■ **УСЛОВИЯ ЗАДАНИЯ**
(1) Извлеките из интервью о модернизации ТЭК фрагмент, начиная со слов «- Мы так понимаем, вы» и заканчивая словами «и сланцевой нефти.».
(2) Какая часть мирового шельфа, согласно интервью о модернизации ТЭК, сегодня стала доступна для извлечения углеводородов?
(3) Соответствуют ли интервью о модернизации ТЭК следующие утверждения? (a) Падение нефтедобычи в России станет явью через три-четыре года. (b) Бурить нефть научились на океанских глубинах до десяти километров. (c) Сейчас наблюдается бум в добыче сланцевого газа и сланцевой нефти.

■ **ФРАГМЕНТ ДОКУМЕНТА**
━━━━━━━━
USD 89.6883

0

EUR 99.1919

0

Brent

0

Природный газ

0

...

Леонид Федун об отставании России в модернизации ТЭК

Через три-четыре года падение нефтедобычи в России окажется явью. К этому времени российским нефтяникам потребуется разработать и внедрить программу инновационного развития отрасли, чтобы компенсировать дефицит ресурсов и снижение добычи, считает вице-президент нефтяной компании «ЛУКойл» Леонид Федун.

Леонид Федун об отставании России в модернизации ТЭК

Через три-четыре года падение нефтедобычи в России окажется явью. К этому времени российским нефтяникам потребуется разработать и внедрить программу инновационного развития отрасли, чтобы компенсировать дефицит ресурсов и снижение добычи, считает вице-президент нефтяной компании «ЛУКойл» Леонид Федун.

- Мы так понимаем, вы с нами об инновациях захотели поговорить...

- Все как-то упустили из виду, что в мировой нефтегазовой отрасли в последние годы происходит научно-технический прорыв. Еще не так давно мало кто мог предположить, что можно бурить нефть на океанских глубинах до трех-четырех километров. В результате сегодня три четверти мирового шельфа стало доступно для извлечения углеводородов. Мало кто предполагал, что можно добывать нефть не только из карбонатных пород, но практически из всех пород с низкой проницаемостью. Сейчас в мире научились добывать unconventional gas (газ, добываемый нетрадиционным способом. - «Эксперт») за счет множества гидроразрывов в пластах. И вот результат. Сегодня мы видим бум в добыче сланцевого газа и сланцевой нефти.
━━━━━━━━
Сохранённые объекты:
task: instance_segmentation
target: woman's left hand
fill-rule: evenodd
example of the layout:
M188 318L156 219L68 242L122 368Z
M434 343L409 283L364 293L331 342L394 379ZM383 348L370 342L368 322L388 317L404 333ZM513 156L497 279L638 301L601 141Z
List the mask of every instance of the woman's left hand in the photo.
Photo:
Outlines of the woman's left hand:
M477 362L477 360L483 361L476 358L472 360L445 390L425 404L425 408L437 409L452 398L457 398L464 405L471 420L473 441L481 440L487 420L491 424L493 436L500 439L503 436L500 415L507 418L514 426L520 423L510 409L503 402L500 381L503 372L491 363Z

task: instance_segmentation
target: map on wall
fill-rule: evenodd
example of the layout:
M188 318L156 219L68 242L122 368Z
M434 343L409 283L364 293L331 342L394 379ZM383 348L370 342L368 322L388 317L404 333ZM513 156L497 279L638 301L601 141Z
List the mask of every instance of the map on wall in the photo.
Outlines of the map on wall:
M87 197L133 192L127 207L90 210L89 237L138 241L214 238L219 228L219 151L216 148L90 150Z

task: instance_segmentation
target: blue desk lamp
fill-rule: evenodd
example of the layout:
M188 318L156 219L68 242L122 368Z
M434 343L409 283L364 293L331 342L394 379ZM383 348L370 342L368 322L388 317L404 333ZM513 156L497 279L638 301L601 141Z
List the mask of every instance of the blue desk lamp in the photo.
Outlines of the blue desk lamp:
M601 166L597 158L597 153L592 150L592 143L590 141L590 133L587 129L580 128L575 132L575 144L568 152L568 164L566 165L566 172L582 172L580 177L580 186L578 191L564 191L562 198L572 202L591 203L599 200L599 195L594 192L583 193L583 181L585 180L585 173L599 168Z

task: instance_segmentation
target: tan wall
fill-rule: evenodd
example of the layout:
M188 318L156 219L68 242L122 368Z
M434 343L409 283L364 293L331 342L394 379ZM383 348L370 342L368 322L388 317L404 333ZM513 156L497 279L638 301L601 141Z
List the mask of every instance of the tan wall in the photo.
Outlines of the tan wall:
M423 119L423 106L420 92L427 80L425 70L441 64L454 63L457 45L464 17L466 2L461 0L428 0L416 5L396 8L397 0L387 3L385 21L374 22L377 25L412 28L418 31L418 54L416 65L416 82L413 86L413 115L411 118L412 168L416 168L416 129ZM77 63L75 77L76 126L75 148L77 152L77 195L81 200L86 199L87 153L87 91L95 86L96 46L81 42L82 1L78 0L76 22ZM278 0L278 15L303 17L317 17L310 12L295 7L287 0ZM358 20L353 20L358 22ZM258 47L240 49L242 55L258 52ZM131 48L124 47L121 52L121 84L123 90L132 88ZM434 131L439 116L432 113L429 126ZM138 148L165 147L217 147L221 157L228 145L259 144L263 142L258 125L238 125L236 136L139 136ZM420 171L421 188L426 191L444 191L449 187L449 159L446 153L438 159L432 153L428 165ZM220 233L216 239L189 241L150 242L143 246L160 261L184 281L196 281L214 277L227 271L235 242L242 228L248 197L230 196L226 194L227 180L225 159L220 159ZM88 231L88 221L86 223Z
━━━━━━━━
■ **ОТВЕТЫ К ЗАДАНИЯМ**
(1)
- Мы так понимаем, вы с нами об инновациях захотели поговорить...

- Все как-то упустили из виду, что в мировой нефтегазовой отрасли в последние годы происходит научно-технический прорыв. Еще не так давно мало кто мог предположить, что можно бурить нефть на океанских глубинах до трех-четырех километров. В результате сегодня три четверти мирового шельфа стало доступно для извлечения углеводородов. Мало кто предполагал, что можно добывать нефть не только из карбонатных пород, но практически из всех пород с низкой проницаемостью. Сейчас в мире научились добывать unconventional gas (газ, добываемый нетрадиционным способом. - «Эксперт») за счет множества гидроразрывов в пластах. И вот результат. Сегодня мы видим бум в добыче сланцевого газа и сланцевой нефти.

(2) Три четверти мирового шельфа.

(3)
(a) Да: «Через три-четыре года падение нефтедобычи в России окажется явью».
(b) Нет: «можно бурить нефть на океанских глубинах до трех-четырех километров».
(c) Да: «Сегодня мы видим бум в добыче сланцевого газа и сланцевой нефти».